[TASK BRIEF]
Nothing but the lines from the one containing "Spot the green vegetation, then" to the end of the records below should be output, each exactly as written.

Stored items

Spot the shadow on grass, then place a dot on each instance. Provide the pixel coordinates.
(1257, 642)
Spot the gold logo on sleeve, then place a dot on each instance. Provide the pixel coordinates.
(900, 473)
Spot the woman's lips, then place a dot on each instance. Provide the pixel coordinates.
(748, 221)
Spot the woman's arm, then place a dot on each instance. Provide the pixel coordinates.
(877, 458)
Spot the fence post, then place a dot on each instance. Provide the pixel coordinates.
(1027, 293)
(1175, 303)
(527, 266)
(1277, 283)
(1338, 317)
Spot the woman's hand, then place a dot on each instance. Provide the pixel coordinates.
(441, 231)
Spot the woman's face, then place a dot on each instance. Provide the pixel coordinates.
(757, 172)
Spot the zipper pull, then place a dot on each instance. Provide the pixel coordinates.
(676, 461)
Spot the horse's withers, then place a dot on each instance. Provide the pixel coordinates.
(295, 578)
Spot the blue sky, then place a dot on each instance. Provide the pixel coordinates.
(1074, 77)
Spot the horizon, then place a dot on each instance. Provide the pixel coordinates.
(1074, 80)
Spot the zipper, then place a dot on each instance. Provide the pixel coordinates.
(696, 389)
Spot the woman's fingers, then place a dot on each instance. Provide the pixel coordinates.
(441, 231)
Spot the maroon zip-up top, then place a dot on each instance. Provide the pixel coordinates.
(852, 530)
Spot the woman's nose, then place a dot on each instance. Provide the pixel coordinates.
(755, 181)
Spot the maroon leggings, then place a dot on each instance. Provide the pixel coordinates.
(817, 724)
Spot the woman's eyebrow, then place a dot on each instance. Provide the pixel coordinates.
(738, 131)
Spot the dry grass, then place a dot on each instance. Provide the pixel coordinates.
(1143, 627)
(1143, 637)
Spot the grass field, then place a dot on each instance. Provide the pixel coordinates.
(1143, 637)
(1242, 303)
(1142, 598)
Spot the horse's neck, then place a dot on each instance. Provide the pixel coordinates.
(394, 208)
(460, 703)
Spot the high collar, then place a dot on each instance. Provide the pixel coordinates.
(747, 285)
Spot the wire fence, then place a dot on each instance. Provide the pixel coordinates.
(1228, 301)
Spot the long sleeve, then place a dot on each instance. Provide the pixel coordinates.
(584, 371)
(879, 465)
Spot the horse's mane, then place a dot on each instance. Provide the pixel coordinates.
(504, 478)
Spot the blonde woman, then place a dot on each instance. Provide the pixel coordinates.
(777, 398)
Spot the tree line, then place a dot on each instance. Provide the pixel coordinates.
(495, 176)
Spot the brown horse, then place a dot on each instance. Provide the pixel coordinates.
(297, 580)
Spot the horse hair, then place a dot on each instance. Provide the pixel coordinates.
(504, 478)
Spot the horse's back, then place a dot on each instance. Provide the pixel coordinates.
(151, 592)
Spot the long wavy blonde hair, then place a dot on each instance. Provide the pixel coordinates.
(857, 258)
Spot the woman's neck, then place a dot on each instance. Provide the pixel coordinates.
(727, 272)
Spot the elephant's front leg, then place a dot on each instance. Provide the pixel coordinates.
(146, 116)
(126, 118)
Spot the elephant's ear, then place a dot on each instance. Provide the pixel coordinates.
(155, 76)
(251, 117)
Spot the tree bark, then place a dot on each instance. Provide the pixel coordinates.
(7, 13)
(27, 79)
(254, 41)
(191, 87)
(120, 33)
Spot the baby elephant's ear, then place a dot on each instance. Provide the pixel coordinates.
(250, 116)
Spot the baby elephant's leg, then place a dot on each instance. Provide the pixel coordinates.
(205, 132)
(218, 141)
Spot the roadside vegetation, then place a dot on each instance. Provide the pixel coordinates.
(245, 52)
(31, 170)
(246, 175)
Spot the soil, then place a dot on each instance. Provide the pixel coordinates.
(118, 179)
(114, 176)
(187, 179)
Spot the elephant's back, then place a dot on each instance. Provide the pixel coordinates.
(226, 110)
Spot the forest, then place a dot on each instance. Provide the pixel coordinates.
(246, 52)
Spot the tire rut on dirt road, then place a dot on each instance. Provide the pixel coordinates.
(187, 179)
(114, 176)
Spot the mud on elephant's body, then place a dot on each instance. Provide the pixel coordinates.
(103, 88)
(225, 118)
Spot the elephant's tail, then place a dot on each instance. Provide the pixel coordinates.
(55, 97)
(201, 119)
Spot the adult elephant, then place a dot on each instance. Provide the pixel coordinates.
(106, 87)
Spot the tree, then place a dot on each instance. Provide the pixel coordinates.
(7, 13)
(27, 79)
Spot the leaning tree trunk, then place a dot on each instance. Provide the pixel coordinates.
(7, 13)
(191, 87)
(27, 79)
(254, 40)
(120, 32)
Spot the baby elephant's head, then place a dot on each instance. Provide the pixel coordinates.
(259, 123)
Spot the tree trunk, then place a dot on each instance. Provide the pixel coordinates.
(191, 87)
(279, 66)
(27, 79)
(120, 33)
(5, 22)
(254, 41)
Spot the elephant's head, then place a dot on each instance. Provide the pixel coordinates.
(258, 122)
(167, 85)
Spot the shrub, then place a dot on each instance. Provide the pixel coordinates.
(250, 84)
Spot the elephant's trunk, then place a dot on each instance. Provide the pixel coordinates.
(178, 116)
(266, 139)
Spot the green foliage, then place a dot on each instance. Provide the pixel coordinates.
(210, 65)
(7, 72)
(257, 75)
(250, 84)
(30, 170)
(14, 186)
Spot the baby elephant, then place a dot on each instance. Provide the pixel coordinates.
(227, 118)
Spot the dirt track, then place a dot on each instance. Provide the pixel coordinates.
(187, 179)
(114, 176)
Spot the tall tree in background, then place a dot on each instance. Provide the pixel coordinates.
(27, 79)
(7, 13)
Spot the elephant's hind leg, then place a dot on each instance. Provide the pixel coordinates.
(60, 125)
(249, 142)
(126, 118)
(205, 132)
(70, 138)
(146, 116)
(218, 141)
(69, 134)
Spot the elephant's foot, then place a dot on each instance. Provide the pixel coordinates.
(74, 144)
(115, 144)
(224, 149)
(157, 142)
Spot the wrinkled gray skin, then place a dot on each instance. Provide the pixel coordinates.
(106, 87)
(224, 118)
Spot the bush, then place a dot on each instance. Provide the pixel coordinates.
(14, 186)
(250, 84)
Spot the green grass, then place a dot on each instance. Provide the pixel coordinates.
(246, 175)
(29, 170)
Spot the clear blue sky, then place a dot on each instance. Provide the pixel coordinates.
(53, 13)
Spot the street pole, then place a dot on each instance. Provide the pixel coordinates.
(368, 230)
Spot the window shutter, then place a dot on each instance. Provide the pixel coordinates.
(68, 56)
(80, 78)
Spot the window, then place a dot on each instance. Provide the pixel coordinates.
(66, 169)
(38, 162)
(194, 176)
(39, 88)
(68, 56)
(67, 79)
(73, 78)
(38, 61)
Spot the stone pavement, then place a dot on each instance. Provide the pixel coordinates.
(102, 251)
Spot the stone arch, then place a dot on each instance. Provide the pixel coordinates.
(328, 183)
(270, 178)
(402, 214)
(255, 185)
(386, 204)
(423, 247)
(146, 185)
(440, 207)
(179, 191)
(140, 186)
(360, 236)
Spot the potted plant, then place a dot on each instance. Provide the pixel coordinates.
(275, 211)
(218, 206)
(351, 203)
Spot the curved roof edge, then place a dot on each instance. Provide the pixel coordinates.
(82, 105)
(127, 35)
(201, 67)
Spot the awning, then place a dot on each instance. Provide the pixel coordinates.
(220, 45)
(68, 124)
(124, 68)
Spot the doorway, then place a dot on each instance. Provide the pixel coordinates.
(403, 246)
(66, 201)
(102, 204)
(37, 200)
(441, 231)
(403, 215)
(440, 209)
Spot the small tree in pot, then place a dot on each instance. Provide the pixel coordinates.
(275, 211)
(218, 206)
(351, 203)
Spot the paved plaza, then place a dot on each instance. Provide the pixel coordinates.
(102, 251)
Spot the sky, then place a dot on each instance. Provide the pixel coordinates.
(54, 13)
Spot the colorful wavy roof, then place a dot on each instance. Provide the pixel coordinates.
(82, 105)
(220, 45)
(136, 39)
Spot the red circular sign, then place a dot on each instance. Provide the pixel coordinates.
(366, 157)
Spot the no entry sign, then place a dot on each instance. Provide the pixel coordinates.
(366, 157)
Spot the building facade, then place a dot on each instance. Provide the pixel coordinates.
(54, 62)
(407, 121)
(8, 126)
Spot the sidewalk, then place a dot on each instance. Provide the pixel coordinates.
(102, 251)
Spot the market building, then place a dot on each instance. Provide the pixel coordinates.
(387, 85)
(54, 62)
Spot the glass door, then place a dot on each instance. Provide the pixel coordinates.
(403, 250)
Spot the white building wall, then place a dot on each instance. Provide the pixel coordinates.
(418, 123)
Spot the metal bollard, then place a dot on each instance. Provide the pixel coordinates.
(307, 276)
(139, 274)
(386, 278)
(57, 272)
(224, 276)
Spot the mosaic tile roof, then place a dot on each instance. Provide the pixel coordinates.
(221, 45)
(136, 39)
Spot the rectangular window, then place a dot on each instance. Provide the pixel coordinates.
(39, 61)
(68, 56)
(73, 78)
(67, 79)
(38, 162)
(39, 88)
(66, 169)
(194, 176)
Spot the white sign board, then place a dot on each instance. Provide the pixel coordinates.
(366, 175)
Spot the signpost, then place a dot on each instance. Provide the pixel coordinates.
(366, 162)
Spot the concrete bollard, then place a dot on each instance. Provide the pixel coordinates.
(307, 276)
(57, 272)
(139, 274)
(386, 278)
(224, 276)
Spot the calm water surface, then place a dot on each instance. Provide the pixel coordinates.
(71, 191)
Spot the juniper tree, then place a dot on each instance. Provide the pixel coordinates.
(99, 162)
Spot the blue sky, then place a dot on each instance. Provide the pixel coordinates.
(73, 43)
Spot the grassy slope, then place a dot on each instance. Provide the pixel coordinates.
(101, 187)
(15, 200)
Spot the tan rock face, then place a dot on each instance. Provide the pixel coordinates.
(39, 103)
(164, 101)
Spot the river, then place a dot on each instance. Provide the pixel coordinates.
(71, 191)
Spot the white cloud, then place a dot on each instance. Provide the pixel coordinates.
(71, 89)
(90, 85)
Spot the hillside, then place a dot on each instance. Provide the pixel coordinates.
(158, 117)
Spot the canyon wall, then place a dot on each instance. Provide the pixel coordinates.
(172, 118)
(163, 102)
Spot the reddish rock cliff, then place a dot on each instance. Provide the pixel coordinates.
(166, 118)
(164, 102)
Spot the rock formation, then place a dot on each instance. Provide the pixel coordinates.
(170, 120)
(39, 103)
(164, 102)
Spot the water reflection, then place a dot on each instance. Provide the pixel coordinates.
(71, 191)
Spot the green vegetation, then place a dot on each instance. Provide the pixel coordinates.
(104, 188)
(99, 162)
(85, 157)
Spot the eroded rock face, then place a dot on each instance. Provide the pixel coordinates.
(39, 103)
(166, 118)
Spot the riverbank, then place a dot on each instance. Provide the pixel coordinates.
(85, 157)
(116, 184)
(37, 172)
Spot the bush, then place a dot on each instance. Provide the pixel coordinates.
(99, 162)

[RESPONSE TO THE TASK]
Spot the green vegetation, then place a dot on each instance. Provide the pixel coordinates.
(104, 188)
(99, 162)
(85, 157)
Spot the eroded rock face, then place a dot on each instance. Provide the pixel coordinates.
(39, 103)
(166, 118)
Spot the riverbank, then place a dot on each instance. Provide the pixel coordinates.
(85, 157)
(116, 184)
(37, 172)
Spot the bush, then place a dot on each instance. Provide the pixel coordinates.
(99, 162)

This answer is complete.